» What you will do
Extract the records below word for word and ignore the images.
[Begin The input]
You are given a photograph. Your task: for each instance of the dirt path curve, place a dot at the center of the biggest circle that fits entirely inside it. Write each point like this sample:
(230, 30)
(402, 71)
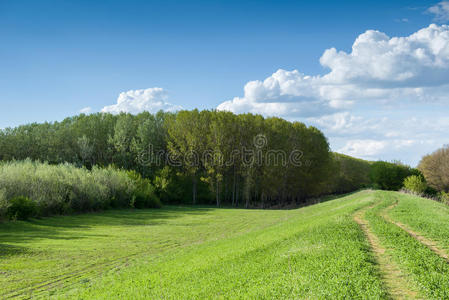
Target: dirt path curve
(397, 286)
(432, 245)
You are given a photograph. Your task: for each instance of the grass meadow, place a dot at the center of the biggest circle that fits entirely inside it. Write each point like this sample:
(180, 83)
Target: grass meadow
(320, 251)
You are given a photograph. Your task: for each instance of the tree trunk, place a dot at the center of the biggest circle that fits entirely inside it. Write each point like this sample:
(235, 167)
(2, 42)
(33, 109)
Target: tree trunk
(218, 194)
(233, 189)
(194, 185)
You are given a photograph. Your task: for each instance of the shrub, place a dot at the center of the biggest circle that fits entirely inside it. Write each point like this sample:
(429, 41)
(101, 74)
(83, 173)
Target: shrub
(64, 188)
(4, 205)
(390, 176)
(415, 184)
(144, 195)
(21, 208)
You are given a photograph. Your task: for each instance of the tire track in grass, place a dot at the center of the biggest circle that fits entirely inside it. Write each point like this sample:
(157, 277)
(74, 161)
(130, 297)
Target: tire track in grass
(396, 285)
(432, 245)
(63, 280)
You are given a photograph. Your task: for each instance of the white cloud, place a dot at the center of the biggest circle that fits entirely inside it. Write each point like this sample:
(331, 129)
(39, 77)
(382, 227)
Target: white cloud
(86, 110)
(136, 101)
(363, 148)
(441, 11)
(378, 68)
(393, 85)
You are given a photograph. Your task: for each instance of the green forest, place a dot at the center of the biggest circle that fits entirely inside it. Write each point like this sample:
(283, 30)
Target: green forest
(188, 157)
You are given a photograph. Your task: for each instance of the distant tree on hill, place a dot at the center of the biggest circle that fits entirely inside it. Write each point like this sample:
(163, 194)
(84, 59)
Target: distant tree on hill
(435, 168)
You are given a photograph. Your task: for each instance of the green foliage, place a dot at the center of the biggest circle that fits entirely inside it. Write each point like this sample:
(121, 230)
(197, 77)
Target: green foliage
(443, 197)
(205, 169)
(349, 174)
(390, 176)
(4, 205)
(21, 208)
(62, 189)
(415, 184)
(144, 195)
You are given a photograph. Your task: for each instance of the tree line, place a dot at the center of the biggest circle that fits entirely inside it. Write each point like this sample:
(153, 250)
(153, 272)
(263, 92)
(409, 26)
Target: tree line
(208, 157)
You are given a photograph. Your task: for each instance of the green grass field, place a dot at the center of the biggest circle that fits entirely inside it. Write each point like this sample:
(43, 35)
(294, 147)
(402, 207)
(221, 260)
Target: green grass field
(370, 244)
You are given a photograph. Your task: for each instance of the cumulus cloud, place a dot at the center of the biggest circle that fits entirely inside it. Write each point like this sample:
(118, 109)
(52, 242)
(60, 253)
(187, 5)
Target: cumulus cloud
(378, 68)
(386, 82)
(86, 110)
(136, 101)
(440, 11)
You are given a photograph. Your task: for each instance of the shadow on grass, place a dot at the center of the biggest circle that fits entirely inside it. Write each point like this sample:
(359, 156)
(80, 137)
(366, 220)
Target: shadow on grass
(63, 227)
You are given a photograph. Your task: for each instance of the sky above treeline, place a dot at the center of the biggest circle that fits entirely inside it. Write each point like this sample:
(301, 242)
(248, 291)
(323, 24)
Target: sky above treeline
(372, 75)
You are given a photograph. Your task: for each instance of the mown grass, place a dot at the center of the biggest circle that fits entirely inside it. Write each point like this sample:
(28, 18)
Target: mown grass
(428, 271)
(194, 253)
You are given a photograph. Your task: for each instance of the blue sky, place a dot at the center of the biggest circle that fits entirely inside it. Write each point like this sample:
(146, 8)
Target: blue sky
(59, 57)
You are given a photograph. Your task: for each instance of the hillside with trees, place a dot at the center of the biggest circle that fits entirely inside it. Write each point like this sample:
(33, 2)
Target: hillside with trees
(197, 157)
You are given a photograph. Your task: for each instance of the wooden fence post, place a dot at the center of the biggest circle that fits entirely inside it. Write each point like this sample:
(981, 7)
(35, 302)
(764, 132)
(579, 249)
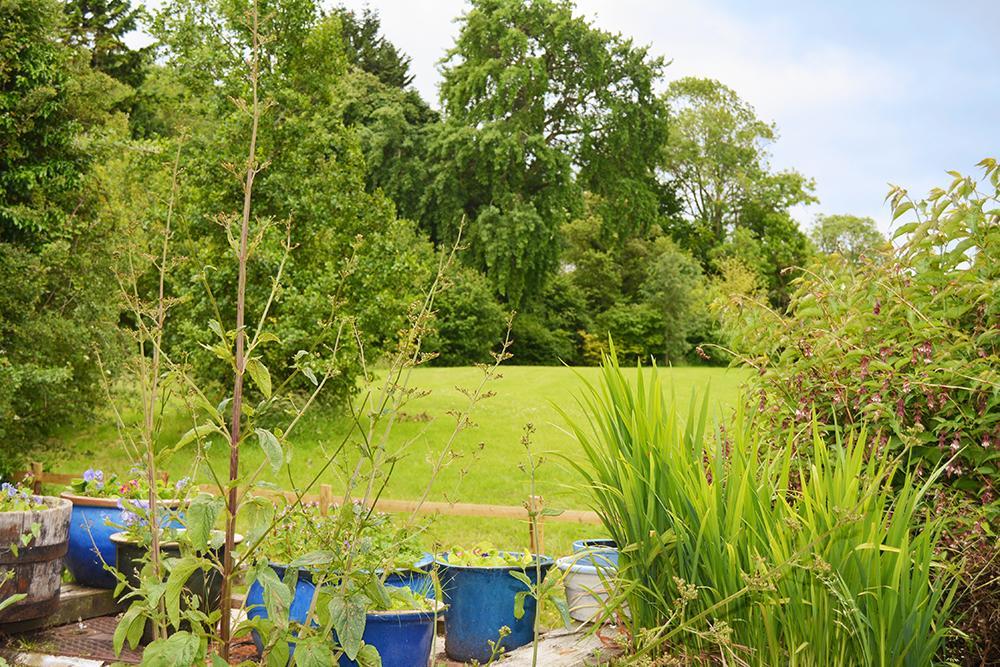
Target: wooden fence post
[End The input]
» Exercise result
You are given a photograph. Your task: for each instance of the dirt path curve, place a dot at the center of the biggest circle that fits entirely inside it. Write each point like this sample:
(230, 30)
(402, 71)
Target: dirt path curve
(397, 286)
(432, 245)
You are given a photograph. Your task: for each instance of the grass meadow, place a dot at the center of the biggest circle that fits entirely inside it. Write each point like this sample:
(180, 83)
Target: grass meadow
(320, 251)
You are given a photograph. Your task: for each instance of the tree trunk, place a dot at the center of the biggest circle that fits entirely inside it. Write each point like this sample:
(235, 167)
(2, 42)
(33, 109)
Target: tree trunk
(218, 194)
(233, 189)
(194, 185)
You are given a photograph. Your task: for each instance of the shrub, place a dot at the center of the biggest circle that fits entirely inside it. Write each point like this sample:
(429, 41)
(101, 74)
(83, 173)
Target: shrub
(64, 188)
(4, 205)
(390, 176)
(415, 184)
(144, 195)
(21, 208)
You are given a photograph. Your task: for each instance of the tire track in grass, place a dot at the center of the biggest circle that fits entirely inside it. Write each point like this sample:
(157, 277)
(74, 161)
(130, 297)
Target: tire track in grass
(396, 285)
(432, 245)
(63, 280)
You are given a photograph. Your task: for each instance of the white cloud, place a dot at the center of the biggest circle that fits entirely inside it. Write each point like this sample:
(331, 129)
(39, 77)
(382, 227)
Target: white cloud
(86, 110)
(136, 101)
(363, 148)
(441, 11)
(378, 68)
(393, 85)
You are given a photograph. Your task: for each instance of the green forest, place a dot at the center of the biggest circle that fits entirely inside it. Write each point like this sample:
(283, 30)
Target: green forest
(188, 157)
You are given a photograph. Your task: for each instance of the distant tree on hill, place a dot at the center of the biggest circle that fits entirely inside it. Write each point like this sample:
(163, 194)
(84, 59)
Target: distant tree on hill
(435, 168)
You are given a photograph. Your task: for each instance of the green foliage, place a dot at the center of the biggest circle that fits entirely inside it. Write each point like this sample:
(121, 230)
(197, 77)
Target: green foliage
(443, 197)
(205, 169)
(349, 174)
(390, 176)
(4, 205)
(21, 208)
(62, 189)
(415, 184)
(144, 195)
You are given a photograph. Your task: for each instance of the tree line, place a dot at the center of the biggest circle that fits entirely inside it. Write each point like this sample:
(153, 250)
(153, 272)
(263, 92)
(409, 26)
Target: tree line
(208, 157)
You are given a photograph. Your task: for each instance of the green grass field, place a dot at the center of the biggest circle that fits entirely inside it. Write each point like this sample:
(43, 35)
(294, 147)
(402, 207)
(221, 260)
Target: green grass field
(370, 244)
You are given a photograph. Your task: for each instance of the cumulus cloud, place a dot at the center of the biggest circle that fits entirely inside it. Write each point like this sample:
(118, 109)
(52, 242)
(60, 253)
(187, 5)
Target: cumulus cloud
(378, 68)
(386, 82)
(86, 110)
(136, 101)
(440, 11)
You are given a photograph. Your task: for each instance of the shadow on grass, place a dot at the center of the biggest circle that fits entirely inside it. Write each point like this sample:
(359, 156)
(80, 137)
(366, 220)
Target: shadow on grass
(63, 227)
You are given a photograph. Your task: for each instance of the sky above treeline, place a dot at the center of the biggest circle that fits entirely inside it. Write each point like this sample:
(301, 242)
(248, 291)
(323, 24)
Target: sky above treeline
(372, 75)
You are given a photograph. Your task: for each instance of the mown grass, place a dot at the center of the biggest circle that fits entirely inside it. Write each point like this sample:
(28, 18)
Target: mown grass
(428, 271)
(194, 253)
You are given a photograph. Your task: for each instance of the blue sky, place a dot at the center of the biggest circle that fits entirely inside it. Write each point like this sample:
(146, 8)
Target: blue sky
(59, 57)
You are given a photograph. Your task: for each instance of the hillside with trees, place a dot at the center of the biggest circle that fits entirely inside it. Write each point like this sample:
(33, 2)
Target: hillside with trees
(197, 157)
You are given a photograph. Your task: for each instance of the wooden fence post, place a dot at the center of the biggest circle that fits entirely inside it. Write each point like this sample:
(981, 7)
(35, 302)
(764, 132)
(579, 249)
Target: wooden fence post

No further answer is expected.